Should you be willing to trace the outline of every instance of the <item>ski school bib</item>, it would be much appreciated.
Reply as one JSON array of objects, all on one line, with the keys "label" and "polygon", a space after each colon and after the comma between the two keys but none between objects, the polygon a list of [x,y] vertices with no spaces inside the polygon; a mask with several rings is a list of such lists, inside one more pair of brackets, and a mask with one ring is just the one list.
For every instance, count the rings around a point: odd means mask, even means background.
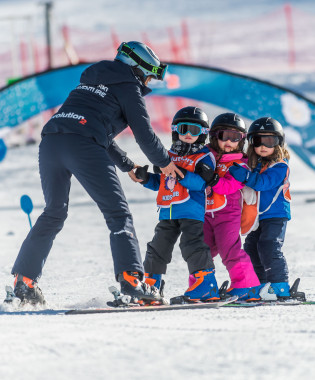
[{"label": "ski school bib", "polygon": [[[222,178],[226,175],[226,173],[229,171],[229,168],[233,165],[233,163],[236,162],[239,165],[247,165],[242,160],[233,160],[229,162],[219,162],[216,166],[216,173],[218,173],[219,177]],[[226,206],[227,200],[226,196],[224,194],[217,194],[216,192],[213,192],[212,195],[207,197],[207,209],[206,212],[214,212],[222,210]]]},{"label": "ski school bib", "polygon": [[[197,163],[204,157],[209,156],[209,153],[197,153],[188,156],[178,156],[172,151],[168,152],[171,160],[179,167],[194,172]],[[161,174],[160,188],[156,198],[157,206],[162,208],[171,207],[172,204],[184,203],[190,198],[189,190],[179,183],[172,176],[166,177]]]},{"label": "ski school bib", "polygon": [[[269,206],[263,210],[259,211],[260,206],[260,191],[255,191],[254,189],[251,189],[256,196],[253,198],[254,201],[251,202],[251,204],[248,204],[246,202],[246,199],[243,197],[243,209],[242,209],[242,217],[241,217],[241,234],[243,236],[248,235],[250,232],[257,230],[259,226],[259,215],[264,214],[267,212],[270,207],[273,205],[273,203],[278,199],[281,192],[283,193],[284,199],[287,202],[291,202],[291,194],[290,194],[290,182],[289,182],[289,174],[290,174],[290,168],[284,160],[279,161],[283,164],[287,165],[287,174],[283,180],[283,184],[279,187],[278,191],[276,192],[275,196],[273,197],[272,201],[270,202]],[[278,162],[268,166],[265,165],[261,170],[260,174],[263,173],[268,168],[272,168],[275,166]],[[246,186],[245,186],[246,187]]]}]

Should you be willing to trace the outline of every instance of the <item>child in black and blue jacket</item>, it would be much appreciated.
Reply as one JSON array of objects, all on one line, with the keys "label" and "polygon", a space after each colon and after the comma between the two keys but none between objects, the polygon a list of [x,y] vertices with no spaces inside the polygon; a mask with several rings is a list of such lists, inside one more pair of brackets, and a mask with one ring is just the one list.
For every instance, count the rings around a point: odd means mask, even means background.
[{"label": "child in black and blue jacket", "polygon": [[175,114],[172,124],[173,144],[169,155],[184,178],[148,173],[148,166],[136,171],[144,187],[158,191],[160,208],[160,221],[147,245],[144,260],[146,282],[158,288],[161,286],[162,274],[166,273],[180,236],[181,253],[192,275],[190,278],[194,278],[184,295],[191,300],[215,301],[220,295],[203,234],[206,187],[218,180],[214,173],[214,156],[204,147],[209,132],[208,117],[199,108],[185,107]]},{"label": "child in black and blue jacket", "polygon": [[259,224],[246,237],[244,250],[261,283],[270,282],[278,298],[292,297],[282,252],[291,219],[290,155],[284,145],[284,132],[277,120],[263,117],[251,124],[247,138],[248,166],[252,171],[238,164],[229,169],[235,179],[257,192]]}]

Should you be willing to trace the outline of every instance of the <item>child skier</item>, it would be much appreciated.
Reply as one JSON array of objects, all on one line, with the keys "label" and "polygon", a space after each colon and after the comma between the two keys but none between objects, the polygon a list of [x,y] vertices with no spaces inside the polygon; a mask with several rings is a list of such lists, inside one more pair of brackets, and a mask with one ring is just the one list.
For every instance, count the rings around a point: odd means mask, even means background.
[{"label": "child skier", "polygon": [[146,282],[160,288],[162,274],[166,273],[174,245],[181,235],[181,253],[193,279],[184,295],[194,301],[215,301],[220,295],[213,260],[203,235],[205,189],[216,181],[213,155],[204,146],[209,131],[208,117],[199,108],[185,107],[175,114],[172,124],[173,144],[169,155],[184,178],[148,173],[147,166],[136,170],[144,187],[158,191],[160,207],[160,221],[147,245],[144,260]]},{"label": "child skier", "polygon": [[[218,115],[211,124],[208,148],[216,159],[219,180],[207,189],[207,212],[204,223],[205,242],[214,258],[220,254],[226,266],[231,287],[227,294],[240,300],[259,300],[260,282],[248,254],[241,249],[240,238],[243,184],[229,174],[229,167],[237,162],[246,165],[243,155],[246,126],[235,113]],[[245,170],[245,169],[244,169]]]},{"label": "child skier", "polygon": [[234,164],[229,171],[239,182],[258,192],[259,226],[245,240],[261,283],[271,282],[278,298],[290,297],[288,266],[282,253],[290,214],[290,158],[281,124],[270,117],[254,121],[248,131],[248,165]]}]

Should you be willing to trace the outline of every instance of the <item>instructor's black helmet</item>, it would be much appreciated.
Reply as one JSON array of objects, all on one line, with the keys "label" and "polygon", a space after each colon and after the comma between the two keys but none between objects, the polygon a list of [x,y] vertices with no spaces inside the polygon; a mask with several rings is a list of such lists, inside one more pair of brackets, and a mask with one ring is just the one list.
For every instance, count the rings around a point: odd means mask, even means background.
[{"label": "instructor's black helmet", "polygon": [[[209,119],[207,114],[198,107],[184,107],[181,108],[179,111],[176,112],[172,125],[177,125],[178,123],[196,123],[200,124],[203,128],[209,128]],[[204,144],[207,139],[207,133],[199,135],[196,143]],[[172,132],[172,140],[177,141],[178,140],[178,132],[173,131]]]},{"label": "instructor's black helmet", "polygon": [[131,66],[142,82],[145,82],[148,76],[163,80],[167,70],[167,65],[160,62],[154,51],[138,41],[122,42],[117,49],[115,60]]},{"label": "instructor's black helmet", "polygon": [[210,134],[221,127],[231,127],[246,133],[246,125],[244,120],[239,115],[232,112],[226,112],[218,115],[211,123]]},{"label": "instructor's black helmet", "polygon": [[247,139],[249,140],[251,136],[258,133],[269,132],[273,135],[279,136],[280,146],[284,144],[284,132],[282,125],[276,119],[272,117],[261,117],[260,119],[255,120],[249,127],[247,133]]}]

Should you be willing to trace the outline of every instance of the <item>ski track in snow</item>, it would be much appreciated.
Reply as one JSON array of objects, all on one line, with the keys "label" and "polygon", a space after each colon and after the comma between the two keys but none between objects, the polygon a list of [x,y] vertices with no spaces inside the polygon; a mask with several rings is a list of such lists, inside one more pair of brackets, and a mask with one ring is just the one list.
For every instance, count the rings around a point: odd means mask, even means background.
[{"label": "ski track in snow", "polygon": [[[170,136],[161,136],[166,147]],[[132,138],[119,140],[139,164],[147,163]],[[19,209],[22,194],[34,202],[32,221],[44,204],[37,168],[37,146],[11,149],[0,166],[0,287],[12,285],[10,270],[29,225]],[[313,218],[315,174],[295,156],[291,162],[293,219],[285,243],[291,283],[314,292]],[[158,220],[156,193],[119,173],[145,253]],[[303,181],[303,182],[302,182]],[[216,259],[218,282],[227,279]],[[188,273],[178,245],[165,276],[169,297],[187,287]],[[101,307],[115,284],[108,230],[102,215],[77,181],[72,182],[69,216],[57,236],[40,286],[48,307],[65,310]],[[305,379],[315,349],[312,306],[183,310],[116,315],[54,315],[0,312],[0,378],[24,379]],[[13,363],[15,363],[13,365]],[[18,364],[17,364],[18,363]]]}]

Instructions for the task: Pick out and copy the lines of the entries that hold the string "much".

Task result:
Should you be willing to trace the outline of every instance of the <item>ski school bib</item>, it would be much appreciated.
Should you be willing to trace the outline of every instance of the <item>child in black and blue jacket</item>, it would be much appreciated.
Should you be willing to trace the outline of every instance of the <item>child skier</item>, it would be much appreciated.
Should you be willing to trace the outline of every instance of the <item>instructor's black helmet</item>, it would be much appreciated.
Should you be willing to trace the outline of every instance of the <item>ski track in snow</item>, it would be much appreciated.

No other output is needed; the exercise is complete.